Supplied information ->
#####

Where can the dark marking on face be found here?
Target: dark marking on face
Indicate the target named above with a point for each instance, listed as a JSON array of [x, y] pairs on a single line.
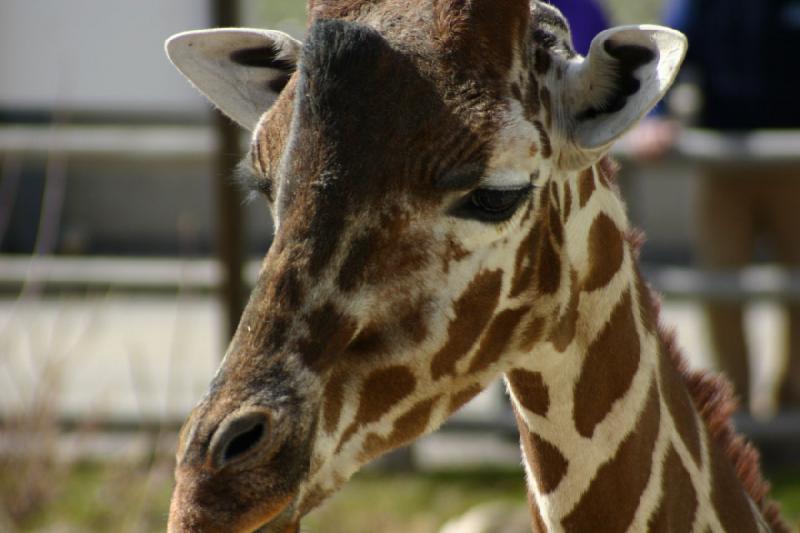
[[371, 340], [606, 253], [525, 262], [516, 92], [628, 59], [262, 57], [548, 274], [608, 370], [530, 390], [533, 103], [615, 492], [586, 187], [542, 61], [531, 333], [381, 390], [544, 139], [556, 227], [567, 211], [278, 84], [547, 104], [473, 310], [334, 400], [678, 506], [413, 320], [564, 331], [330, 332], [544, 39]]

#####

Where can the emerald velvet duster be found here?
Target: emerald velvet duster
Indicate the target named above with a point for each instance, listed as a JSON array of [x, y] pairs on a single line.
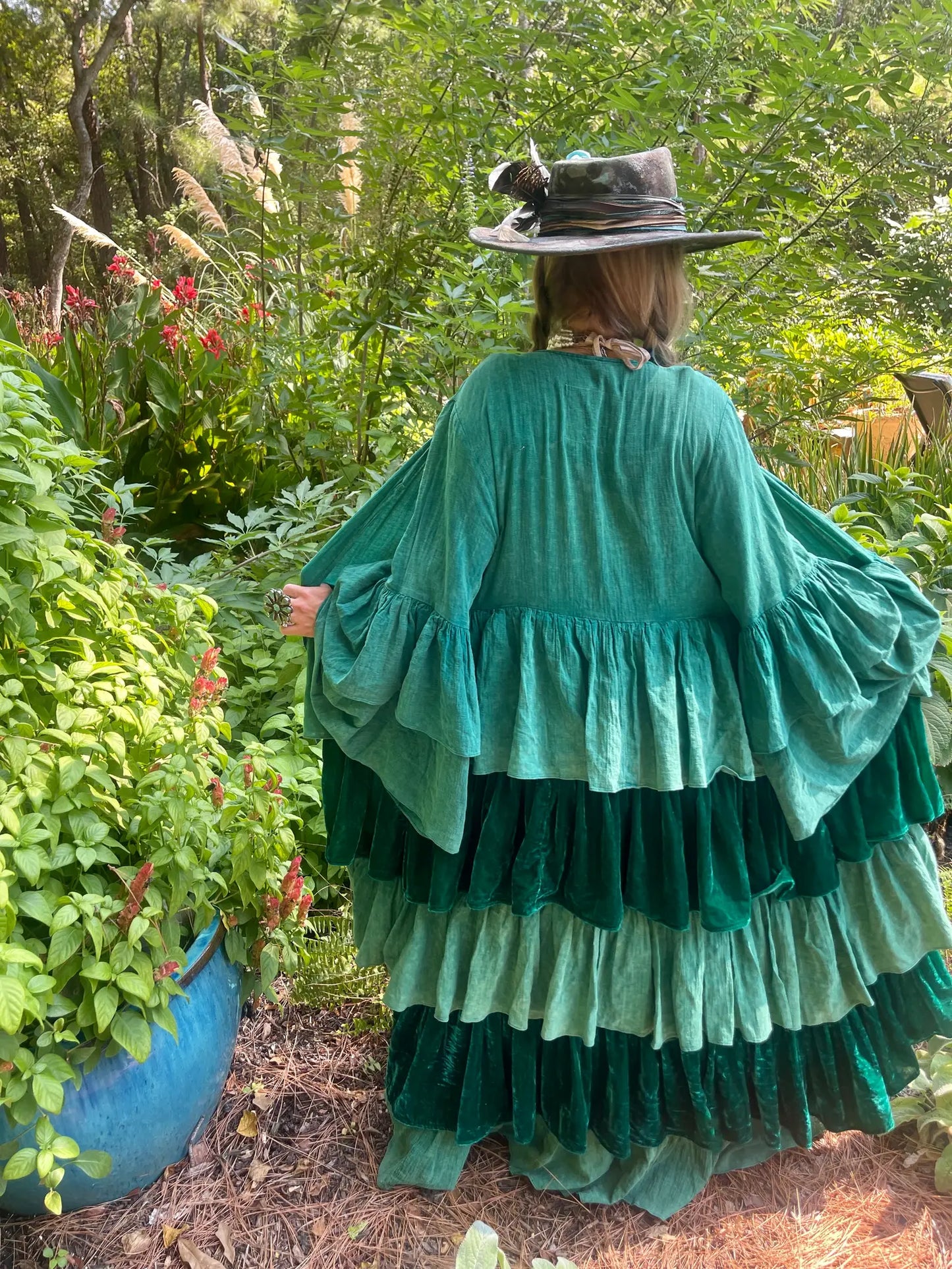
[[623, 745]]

#####

Required action -> Tell how many lines of the data above hold the string "found". Give only the number.

Exercise result -> 2